* [What you will do]: When you reach the line in the data below that contains "Target: woman holding banner", please start repeating lines exactly, and stop after the line that contains "line, e.g. (268,120).", repeating nothing else.

(Dataset entries)
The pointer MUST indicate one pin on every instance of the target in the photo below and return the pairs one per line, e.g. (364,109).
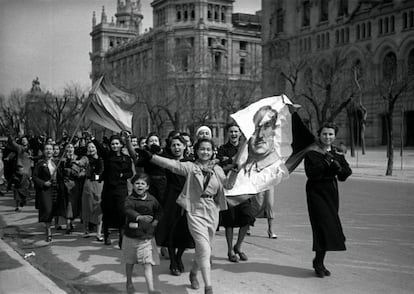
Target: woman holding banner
(117,170)
(325,164)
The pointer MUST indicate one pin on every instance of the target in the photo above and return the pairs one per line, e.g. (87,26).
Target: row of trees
(41,113)
(333,84)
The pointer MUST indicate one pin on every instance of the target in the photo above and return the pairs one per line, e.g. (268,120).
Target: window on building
(411,19)
(210,12)
(242,66)
(369,30)
(380,28)
(410,63)
(178,12)
(343,8)
(223,14)
(389,67)
(192,12)
(280,20)
(216,12)
(405,20)
(243,45)
(363,31)
(386,25)
(327,40)
(217,62)
(185,13)
(323,16)
(358,32)
(306,13)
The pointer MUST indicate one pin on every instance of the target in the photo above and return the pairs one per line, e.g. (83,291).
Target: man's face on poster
(262,141)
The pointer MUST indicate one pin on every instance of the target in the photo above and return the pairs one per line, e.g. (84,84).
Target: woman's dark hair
(141,176)
(176,137)
(152,134)
(198,144)
(328,125)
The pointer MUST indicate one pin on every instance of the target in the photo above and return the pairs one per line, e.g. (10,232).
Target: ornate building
(375,39)
(198,64)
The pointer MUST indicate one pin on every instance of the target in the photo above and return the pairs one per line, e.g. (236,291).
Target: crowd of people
(163,195)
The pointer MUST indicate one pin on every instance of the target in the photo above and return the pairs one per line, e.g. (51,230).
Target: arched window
(357,69)
(242,66)
(389,66)
(410,63)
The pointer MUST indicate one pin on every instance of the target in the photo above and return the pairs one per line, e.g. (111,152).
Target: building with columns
(375,41)
(198,64)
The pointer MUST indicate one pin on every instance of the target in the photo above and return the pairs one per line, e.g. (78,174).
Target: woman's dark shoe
(233,257)
(194,281)
(107,241)
(242,255)
(175,271)
(180,265)
(319,272)
(326,272)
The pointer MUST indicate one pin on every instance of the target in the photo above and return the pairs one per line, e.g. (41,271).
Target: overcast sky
(50,39)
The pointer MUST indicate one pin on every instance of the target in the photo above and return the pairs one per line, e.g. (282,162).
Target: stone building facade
(375,37)
(199,63)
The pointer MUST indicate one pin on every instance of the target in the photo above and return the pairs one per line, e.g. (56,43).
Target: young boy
(143,213)
(20,183)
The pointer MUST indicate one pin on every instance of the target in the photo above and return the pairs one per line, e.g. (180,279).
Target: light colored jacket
(193,187)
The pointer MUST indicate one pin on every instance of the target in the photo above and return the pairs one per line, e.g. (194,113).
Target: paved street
(378,220)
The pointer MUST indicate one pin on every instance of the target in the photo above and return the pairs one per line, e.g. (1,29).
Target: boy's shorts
(137,251)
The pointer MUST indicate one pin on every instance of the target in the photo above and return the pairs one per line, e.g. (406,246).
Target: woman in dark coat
(172,231)
(44,178)
(70,178)
(117,170)
(325,164)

* [Exercise response]:
Target: woman holding banner
(117,170)
(325,164)
The pointer MUST indicate one pin on every instance of the target in the photo above and return the pairs one per line, e.g. (87,26).
Target: row of trees
(41,113)
(333,84)
The pointer MUST indicate one pin on every instance of the target in the photo above and return the pairs one per line, e.g. (268,120).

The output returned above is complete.